» **Your task**
Within the records below, find the line containing "[mark] inflatable swim". Reproduce it and each line after it exactly, and nothing else.

Stored data:
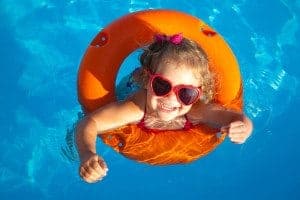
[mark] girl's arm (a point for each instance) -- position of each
(238, 126)
(114, 115)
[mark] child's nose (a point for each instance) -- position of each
(173, 98)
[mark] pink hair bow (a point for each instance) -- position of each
(175, 39)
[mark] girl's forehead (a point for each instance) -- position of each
(178, 73)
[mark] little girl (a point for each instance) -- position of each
(176, 92)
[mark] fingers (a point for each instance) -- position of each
(237, 132)
(93, 169)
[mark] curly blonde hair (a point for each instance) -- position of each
(187, 52)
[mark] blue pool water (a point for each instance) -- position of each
(42, 43)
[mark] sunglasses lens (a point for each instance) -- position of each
(188, 95)
(160, 87)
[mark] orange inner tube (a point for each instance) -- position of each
(107, 51)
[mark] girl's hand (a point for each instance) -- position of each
(93, 169)
(238, 131)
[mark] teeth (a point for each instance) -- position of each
(165, 107)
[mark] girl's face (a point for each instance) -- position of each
(168, 107)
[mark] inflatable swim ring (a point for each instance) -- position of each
(105, 54)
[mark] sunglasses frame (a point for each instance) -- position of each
(175, 89)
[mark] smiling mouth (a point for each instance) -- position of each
(166, 108)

» **Solution below**
[mark] inflatable swim ring (a point for each instance) -- position of each
(105, 54)
[mark] sunglasses frame (a point for each instance) -- position of each
(175, 89)
[mark] smiling mouth (a point for each instance) -- position of each
(166, 108)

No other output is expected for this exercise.